If it's neither BR nor CR be careful as it could be a rechargeable. Panasonic are the main manufacturers and their website is informative.
 
Seems very harsh criticism of Garmin. If they can help they will. Approx 10 years ago i bought an end of range Garmin hand held GPS at Southampton. After about 8 years of use it froze. I sent it back to Garmin for repair and within 7 days I had not my old unit but a brand new model fre of charge and loaded with all my waypoints and routes. Give them another chance ther is every liklehood that they will do all they can to help.
 
Easy to replace the battery

Our Garmin 128 went when we were in Las Palmas in early 2007.

The local 'Garmin agent' charged me E50 to 'fix' it and it failed again a couple of months later in the Azores. I got Steve Birch of this forum to post us a replacement battery and a local guy (MAYS) soldered it in for about E12. It is still going strong over two years later.

Just unsolder the battery and find a suitable replacement.

- W
 
I have always considered Garmin's after sales service to be the best I have come across and would still recommend them. At least it sounds possible to have a new battery fitted by a third party or DIY. I am ticked of with my Tinytach just around 3 years old, battery flat, and case is sealed in plastic gunge so unable to get inside without destroying it WHY ffs ? it's not as if it is ever going to be submerged. I certainly will not be replacing it with another one even though I here they have modified the new ones.
Pete
 
I have always considered Garmin's after sales service to be the best I have come across and would still recommend them.

Agreed. I bought an Etrex handheld in the US (I lived there at the time) and after a couple of years the thumb stick stopped working. I rang Garmin UK who said to send it in and they'd look at it. I received a brand new unit a few days later.

That is customer service.

(Don't get me started on TomTom!)

*Rows*:
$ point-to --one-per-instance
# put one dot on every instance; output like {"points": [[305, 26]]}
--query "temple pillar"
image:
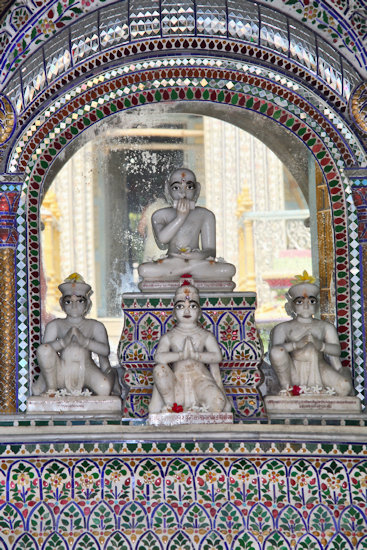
{"points": [[358, 179], [9, 200], [246, 264]]}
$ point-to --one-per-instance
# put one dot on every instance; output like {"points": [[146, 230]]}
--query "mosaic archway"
{"points": [[139, 73]]}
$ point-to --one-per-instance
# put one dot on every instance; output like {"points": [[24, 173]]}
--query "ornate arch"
{"points": [[218, 71]]}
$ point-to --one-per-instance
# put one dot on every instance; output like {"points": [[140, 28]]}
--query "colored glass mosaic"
{"points": [[183, 495], [230, 318], [105, 24], [94, 101]]}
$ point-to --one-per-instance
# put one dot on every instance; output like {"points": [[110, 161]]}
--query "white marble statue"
{"points": [[305, 352], [65, 357], [182, 380], [188, 232]]}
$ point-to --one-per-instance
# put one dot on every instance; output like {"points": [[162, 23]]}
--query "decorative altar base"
{"points": [[312, 404], [176, 419], [94, 404], [79, 486], [230, 316]]}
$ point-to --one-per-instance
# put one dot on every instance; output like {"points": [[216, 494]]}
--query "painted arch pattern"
{"points": [[203, 81], [183, 502]]}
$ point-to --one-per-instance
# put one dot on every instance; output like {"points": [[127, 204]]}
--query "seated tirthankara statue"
{"points": [[65, 357], [179, 228], [305, 352], [182, 381]]}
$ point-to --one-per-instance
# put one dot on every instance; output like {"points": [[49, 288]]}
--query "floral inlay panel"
{"points": [[184, 496]]}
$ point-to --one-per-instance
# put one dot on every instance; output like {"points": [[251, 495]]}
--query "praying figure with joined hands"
{"points": [[181, 376], [306, 351], [65, 356]]}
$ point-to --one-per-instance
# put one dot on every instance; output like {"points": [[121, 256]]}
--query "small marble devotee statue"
{"points": [[65, 357], [188, 232], [305, 352], [182, 381]]}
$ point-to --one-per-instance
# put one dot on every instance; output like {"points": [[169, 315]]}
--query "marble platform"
{"points": [[176, 419], [74, 404], [157, 286], [311, 404]]}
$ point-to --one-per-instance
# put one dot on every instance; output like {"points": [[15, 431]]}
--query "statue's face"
{"points": [[74, 306], [182, 185], [305, 306], [187, 311]]}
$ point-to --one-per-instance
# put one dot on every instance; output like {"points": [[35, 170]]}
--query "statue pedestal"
{"points": [[311, 404], [149, 286], [95, 404], [175, 419], [230, 316]]}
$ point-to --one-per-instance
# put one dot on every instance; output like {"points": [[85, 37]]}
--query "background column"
{"points": [[9, 200]]}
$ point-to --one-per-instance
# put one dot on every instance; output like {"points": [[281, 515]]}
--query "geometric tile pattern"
{"points": [[97, 99], [230, 318], [105, 25], [359, 189], [183, 495], [21, 296]]}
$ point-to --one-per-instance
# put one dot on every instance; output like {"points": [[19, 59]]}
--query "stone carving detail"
{"points": [[305, 352], [182, 381], [65, 357], [180, 228]]}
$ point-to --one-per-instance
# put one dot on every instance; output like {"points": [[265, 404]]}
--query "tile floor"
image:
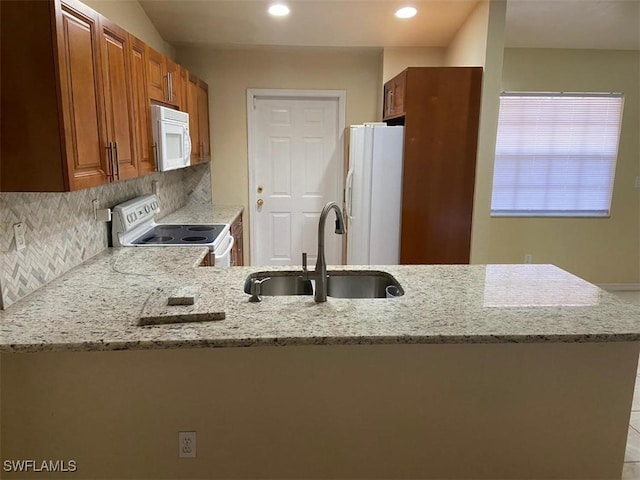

*Required actions*:
**1)** In the Garmin forum posts, about how much did the local guy (MAYS) charge to solder in the replacement battery?
**2)** Reproduce word for word the section of the Garmin forum posts that begins at the words "Easy to replace" and stops after "a suitable replacement.".

*Correct answers*:
**1)** About E12.

**2)**
Easy to replace the battery

Our Garmin 128 went when we were in Las Palmas in early 2007.

The local 'Garmin agent' charged me E50 to 'fix' it and it failed again a couple of months later in the Azores. I got Steve Birch of this forum to post us a replacement battery and a local guy (MAYS) soldered it in for about E12. It is still going strong over two years later.

Just unsolder the battery and find a suitable replacement.